- _TEXT EXCERPT_
↓↓↓

Au contraire. Moreso than any person I know or that I have ever met, I value knowledge for knowledge sake.
Sorry, I should not have said that...I was just playing with ya hoping that would set you off... :) It didn't really work as well as I had hoped.
It is the collegiate study of all the various mentally imbalanced cults that have afflicted mankind that does not interest me........at least not to the extent that I favor students in one of the greatest learning institutions on the planet being forced to study said cults. Luckily however others disagree with you.
If the course of study for "religion" at Harvard were to be no more than one hour total, I would agree with it.
The professor should come in, and tell the Harvard students that religion is --quite simply-- a meme that is entirely based on superstitious beliefs. A virus of the mind. And that although (sadly) untold millions of people throughout the ages have devoted their lives to it, is is NOT based in any way on logic, or science, or reason, or rationality. Instead, it is based on "faith". And that "faith" represents the antithesis of seeking for knowledge. Class dismissed.
Except that is wrong. Your opinion, and therefore valid to you...but wrong. It is a reductionistic approach.

↑↑↑

- _DATA EXTRACT_

↓↓↓

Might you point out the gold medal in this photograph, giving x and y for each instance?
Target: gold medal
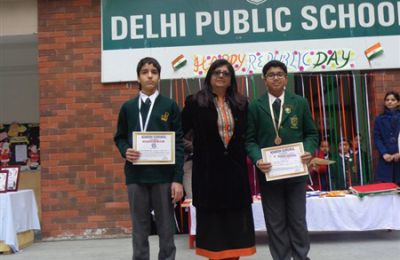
(278, 140)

↑↑↑

- _REQUIRED ACTION 1_
In the exchange on studying religion, what are all the things the proposed professor would tell students religion is not based on?
- _REQUIRED ACTION 2_
Retype the passage of the exchange on studying religion that starts with "If the course" and goes on through "knowledge. Class dismissed.".
- _REQUIRED ACTION 3_
Answer each question using the exchange on studying religion:
(a) What is the longest total length of a Harvard course of study on religion that one speaker says he would agree with?
(b) Apart from calling it a meme, how does the proposed professor describe religion?
(c) What kind of approach does the final reply call the professor's summary?
Draw only on the exchange on studying religion in your responses.

- _WRITTEN REPLY 1_
Logic, science, reason and rationality.

- _WRITTEN REPLY 2_
If the course of study for "religion" at Harvard were to be no more than one hour total, I would agree with it.
The professor should come in, and tell the Harvard students that religion is --quite simply-- a meme that is entirely based on superstitious beliefs. A virus of the mind. And that although (sadly) untold millions of people throughout the ages have devoted their lives to it, is is NOT based in any way on logic, or science, or reason, or rationality. Instead, it is based on "faith". And that "faith" represents the antithesis of seeking for knowledge. Class dismissed.

- _WRITTEN REPLY 3_
(a) No more than one hour total.
(b) As a virus of the mind.
(c) A reductionistic approach.